--- Data for processing ---

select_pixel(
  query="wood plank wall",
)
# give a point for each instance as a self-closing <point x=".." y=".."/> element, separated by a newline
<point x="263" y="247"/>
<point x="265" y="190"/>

---

• _Given task_
Set down all of the lines above again, word for word.

• _Result of the exercise_
select_pixel(
  query="wood plank wall",
)
# give a point for each instance as a self-closing <point x=".." y=".."/> element, separated by a newline
<point x="263" y="247"/>
<point x="265" y="190"/>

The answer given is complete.